━━━ Data for the task
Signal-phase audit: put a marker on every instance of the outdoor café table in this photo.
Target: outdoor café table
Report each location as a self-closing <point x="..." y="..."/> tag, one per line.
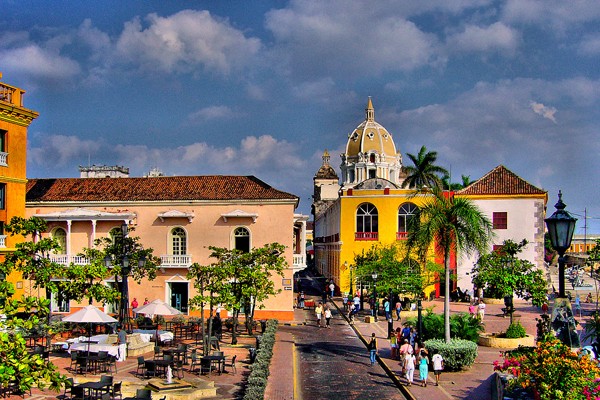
<point x="95" y="387"/>
<point x="215" y="360"/>
<point x="160" y="366"/>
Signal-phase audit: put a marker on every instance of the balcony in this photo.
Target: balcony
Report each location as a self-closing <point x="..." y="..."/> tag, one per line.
<point x="176" y="261"/>
<point x="366" y="236"/>
<point x="401" y="235"/>
<point x="67" y="259"/>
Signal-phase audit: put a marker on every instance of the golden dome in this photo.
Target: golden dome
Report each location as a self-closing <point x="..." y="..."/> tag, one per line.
<point x="370" y="138"/>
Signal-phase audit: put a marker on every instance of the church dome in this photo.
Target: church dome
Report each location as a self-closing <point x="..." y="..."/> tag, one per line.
<point x="370" y="140"/>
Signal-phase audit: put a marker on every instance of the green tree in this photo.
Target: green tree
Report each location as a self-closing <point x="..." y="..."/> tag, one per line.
<point x="449" y="223"/>
<point x="503" y="274"/>
<point x="424" y="172"/>
<point x="25" y="314"/>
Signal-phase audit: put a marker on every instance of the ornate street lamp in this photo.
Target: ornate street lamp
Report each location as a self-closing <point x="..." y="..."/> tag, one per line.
<point x="123" y="260"/>
<point x="561" y="226"/>
<point x="374" y="276"/>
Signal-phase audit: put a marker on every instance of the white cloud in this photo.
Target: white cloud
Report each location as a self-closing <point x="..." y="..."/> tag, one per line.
<point x="544" y="111"/>
<point x="496" y="36"/>
<point x="185" y="40"/>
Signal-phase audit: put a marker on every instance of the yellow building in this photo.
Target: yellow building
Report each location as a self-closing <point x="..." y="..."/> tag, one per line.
<point x="14" y="121"/>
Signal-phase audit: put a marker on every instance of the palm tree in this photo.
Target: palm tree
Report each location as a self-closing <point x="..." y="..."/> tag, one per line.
<point x="449" y="223"/>
<point x="424" y="172"/>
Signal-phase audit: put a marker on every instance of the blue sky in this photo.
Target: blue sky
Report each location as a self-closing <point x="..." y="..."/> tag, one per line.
<point x="239" y="87"/>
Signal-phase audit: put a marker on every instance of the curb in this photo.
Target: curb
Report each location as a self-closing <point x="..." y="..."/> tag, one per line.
<point x="380" y="360"/>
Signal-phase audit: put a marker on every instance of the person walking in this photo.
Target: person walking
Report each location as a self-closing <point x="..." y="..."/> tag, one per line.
<point x="319" y="312"/>
<point x="398" y="310"/>
<point x="327" y="316"/>
<point x="372" y="346"/>
<point x="423" y="362"/>
<point x="438" y="366"/>
<point x="409" y="367"/>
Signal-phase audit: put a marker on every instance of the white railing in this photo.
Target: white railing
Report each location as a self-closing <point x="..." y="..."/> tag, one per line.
<point x="67" y="259"/>
<point x="176" y="261"/>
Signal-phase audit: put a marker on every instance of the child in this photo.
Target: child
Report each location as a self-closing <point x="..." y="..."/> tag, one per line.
<point x="423" y="367"/>
<point x="438" y="365"/>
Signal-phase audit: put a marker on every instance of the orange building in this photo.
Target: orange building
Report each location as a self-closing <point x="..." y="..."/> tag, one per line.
<point x="14" y="121"/>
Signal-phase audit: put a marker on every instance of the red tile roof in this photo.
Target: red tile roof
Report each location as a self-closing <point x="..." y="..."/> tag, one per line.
<point x="210" y="187"/>
<point x="500" y="181"/>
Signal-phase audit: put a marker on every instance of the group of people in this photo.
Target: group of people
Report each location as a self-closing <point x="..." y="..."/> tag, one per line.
<point x="411" y="357"/>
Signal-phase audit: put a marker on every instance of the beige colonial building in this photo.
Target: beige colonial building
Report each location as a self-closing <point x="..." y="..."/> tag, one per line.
<point x="178" y="217"/>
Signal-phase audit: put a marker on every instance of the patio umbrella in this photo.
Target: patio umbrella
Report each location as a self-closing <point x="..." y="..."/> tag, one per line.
<point x="157" y="307"/>
<point x="90" y="314"/>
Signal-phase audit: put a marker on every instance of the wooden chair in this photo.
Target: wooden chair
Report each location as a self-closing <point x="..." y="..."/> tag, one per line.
<point x="141" y="366"/>
<point x="230" y="365"/>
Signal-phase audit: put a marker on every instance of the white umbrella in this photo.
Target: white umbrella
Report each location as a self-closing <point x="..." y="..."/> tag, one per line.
<point x="90" y="314"/>
<point x="157" y="307"/>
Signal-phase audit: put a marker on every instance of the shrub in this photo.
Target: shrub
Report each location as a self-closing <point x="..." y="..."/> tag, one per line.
<point x="457" y="354"/>
<point x="515" y="331"/>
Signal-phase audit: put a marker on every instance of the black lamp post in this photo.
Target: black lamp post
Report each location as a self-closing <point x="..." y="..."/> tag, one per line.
<point x="123" y="259"/>
<point x="375" y="305"/>
<point x="561" y="226"/>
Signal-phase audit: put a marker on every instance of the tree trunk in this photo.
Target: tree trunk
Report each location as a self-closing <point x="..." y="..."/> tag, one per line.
<point x="447" y="295"/>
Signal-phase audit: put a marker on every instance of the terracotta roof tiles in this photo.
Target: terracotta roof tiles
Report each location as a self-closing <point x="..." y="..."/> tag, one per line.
<point x="208" y="187"/>
<point x="500" y="181"/>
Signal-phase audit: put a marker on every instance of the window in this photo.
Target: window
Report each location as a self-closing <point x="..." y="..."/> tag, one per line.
<point x="500" y="220"/>
<point x="366" y="222"/>
<point x="241" y="238"/>
<point x="2" y="196"/>
<point x="60" y="235"/>
<point x="60" y="303"/>
<point x="405" y="213"/>
<point x="178" y="242"/>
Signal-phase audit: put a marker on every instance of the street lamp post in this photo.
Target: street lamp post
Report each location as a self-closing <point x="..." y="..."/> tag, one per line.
<point x="375" y="305"/>
<point x="123" y="260"/>
<point x="561" y="226"/>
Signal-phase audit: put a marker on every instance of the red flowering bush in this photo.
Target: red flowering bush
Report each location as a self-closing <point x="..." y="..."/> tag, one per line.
<point x="552" y="371"/>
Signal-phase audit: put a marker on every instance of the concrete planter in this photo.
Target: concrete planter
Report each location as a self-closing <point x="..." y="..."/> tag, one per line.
<point x="492" y="340"/>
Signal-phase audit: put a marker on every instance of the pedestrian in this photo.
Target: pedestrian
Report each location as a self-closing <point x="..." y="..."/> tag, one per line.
<point x="398" y="310"/>
<point x="423" y="362"/>
<point x="327" y="316"/>
<point x="372" y="346"/>
<point x="438" y="366"/>
<point x="409" y="367"/>
<point x="134" y="305"/>
<point x="472" y="310"/>
<point x="481" y="310"/>
<point x="319" y="312"/>
<point x="301" y="301"/>
<point x="122" y="342"/>
<point x="386" y="309"/>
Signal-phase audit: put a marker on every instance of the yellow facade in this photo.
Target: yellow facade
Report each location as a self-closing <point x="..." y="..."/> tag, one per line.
<point x="14" y="121"/>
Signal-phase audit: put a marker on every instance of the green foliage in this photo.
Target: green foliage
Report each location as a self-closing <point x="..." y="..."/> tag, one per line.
<point x="259" y="371"/>
<point x="503" y="274"/>
<point x="515" y="331"/>
<point x="462" y="326"/>
<point x="449" y="224"/>
<point x="457" y="354"/>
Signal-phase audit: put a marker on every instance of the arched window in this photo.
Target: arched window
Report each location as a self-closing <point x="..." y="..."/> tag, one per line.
<point x="241" y="239"/>
<point x="367" y="223"/>
<point x="60" y="235"/>
<point x="178" y="242"/>
<point x="406" y="212"/>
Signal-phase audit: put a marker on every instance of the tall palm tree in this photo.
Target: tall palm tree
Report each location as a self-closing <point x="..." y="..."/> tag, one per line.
<point x="424" y="172"/>
<point x="448" y="223"/>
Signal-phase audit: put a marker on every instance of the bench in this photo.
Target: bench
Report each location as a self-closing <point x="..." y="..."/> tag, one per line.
<point x="136" y="346"/>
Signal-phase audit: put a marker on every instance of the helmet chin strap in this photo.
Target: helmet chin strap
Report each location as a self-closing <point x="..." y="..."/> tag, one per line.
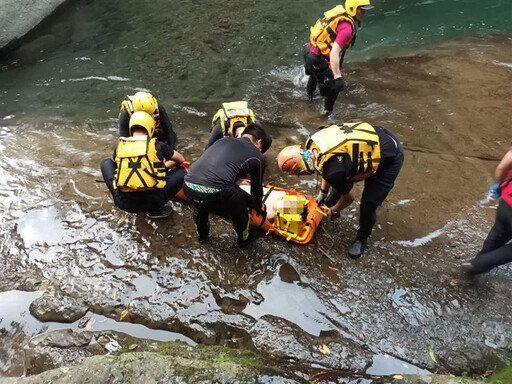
<point x="308" y="160"/>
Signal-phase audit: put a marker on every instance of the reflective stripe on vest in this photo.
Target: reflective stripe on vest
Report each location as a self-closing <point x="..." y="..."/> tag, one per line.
<point x="231" y="113"/>
<point x="323" y="33"/>
<point x="138" y="166"/>
<point x="358" y="140"/>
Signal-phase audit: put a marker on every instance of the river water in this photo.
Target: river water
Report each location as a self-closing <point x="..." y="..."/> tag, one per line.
<point x="435" y="72"/>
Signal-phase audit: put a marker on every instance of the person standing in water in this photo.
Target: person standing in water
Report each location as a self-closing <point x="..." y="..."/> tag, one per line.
<point x="329" y="39"/>
<point x="231" y="120"/>
<point x="496" y="251"/>
<point x="143" y="173"/>
<point x="212" y="183"/>
<point x="345" y="154"/>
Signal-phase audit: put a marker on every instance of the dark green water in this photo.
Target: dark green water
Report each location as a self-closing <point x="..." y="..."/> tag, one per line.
<point x="195" y="54"/>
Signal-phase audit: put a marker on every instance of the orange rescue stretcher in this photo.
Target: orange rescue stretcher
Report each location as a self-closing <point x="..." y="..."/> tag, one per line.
<point x="289" y="214"/>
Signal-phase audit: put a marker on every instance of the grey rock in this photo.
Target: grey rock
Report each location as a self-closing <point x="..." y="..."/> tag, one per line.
<point x="53" y="306"/>
<point x="18" y="17"/>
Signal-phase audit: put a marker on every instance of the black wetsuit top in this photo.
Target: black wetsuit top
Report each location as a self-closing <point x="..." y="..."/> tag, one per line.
<point x="339" y="172"/>
<point x="227" y="161"/>
<point x="165" y="133"/>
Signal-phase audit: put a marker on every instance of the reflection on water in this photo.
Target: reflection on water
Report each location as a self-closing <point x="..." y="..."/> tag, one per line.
<point x="41" y="226"/>
<point x="290" y="301"/>
<point x="16" y="321"/>
<point x="388" y="365"/>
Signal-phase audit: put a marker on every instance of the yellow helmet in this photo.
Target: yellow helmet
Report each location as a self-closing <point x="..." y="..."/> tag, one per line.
<point x="141" y="101"/>
<point x="144" y="120"/>
<point x="352" y="5"/>
<point x="291" y="160"/>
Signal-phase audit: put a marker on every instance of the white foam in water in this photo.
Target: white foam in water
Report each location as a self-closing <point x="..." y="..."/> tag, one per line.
<point x="422" y="240"/>
<point x="88" y="78"/>
<point x="496" y="62"/>
<point x="192" y="111"/>
<point x="118" y="78"/>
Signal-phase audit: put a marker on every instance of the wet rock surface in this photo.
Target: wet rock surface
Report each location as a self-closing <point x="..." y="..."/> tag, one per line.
<point x="406" y="298"/>
<point x="56" y="307"/>
<point x="18" y="17"/>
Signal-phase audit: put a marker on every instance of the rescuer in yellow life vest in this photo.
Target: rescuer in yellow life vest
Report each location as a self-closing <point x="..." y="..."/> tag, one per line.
<point x="329" y="39"/>
<point x="145" y="101"/>
<point x="144" y="172"/>
<point x="345" y="154"/>
<point x="231" y="120"/>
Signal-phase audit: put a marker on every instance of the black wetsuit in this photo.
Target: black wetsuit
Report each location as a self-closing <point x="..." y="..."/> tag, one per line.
<point x="212" y="183"/>
<point x="164" y="133"/>
<point x="217" y="134"/>
<point x="145" y="201"/>
<point x="339" y="174"/>
<point x="496" y="251"/>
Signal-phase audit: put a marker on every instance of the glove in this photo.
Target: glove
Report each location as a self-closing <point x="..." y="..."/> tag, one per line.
<point x="321" y="196"/>
<point x="339" y="85"/>
<point x="261" y="209"/>
<point x="331" y="214"/>
<point x="495" y="191"/>
<point x="326" y="87"/>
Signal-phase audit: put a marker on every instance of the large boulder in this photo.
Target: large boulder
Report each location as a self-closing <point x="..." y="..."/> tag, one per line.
<point x="18" y="17"/>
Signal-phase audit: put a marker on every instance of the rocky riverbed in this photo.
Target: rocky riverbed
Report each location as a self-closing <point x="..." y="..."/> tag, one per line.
<point x="406" y="300"/>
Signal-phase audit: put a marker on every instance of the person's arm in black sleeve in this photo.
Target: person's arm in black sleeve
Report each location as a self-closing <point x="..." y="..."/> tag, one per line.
<point x="266" y="143"/>
<point x="257" y="171"/>
<point x="169" y="156"/>
<point x="169" y="136"/>
<point x="124" y="123"/>
<point x="215" y="135"/>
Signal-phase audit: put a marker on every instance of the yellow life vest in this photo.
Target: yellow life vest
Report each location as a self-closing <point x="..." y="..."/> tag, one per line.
<point x="138" y="166"/>
<point x="231" y="113"/>
<point x="358" y="140"/>
<point x="323" y="33"/>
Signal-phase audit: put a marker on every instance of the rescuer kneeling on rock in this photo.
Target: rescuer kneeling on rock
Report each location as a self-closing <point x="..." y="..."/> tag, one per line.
<point x="144" y="172"/>
<point x="344" y="154"/>
<point x="212" y="182"/>
<point x="231" y="120"/>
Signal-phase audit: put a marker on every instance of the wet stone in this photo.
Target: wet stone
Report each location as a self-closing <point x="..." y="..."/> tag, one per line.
<point x="56" y="349"/>
<point x="53" y="306"/>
━━━━━━
Turn the entries into a numbered list, skipping any blank lines. Begin at the line that has "Signal-phase audit: put a marker on every instance of the large" and stop after the last line of the entries.

#### Response to the exercise:
1. Signal-phase audit: put a marker on every instance of the large boulder in this photo.
2. Target: large boulder
3. Report each location as a self-closing <point x="..." y="..."/> tag, one per line.
4. <point x="18" y="17"/>
5. Signal-phase audit: put a marker on every instance of the rocky riverbed in this photo.
6. Target: rocky riverbed
7. Report each location as a self-closing <point x="..." y="..."/> tag, one per line.
8. <point x="406" y="300"/>
9. Signal-phase audit: put a marker on every instance of the person's arm in black sleeve in this photo.
10. Target: person's arm in black sleeve
11. Report each location as a self-closing <point x="..." y="..."/> tag, one per line.
12. <point x="266" y="143"/>
13. <point x="257" y="171"/>
14. <point x="169" y="156"/>
15. <point x="169" y="136"/>
16. <point x="124" y="123"/>
17. <point x="215" y="135"/>
18. Signal-phase audit: put a marker on every instance of the yellow life vest in this photo.
19. Target: yellow life vest
20. Report each location as a self-closing <point x="..." y="..."/> tag, one per line.
21. <point x="138" y="166"/>
22. <point x="231" y="113"/>
23. <point x="358" y="140"/>
24. <point x="323" y="33"/>
25. Signal-phase audit: put a marker on every instance of the rescuer kneeling on rock in this photo.
26. Target: rescuer kneeling on rock
27. Report each location as a self-closing <point x="..." y="..."/> tag, one per line.
28. <point x="144" y="172"/>
29. <point x="344" y="154"/>
30. <point x="212" y="182"/>
31. <point x="231" y="120"/>
32. Signal-phase audit: put a marker on every instance of the wet stone in this photo.
33. Target: wet stone
34. Report each location as a self-closing <point x="..." y="..."/> tag, one per line.
35. <point x="56" y="349"/>
36. <point x="53" y="306"/>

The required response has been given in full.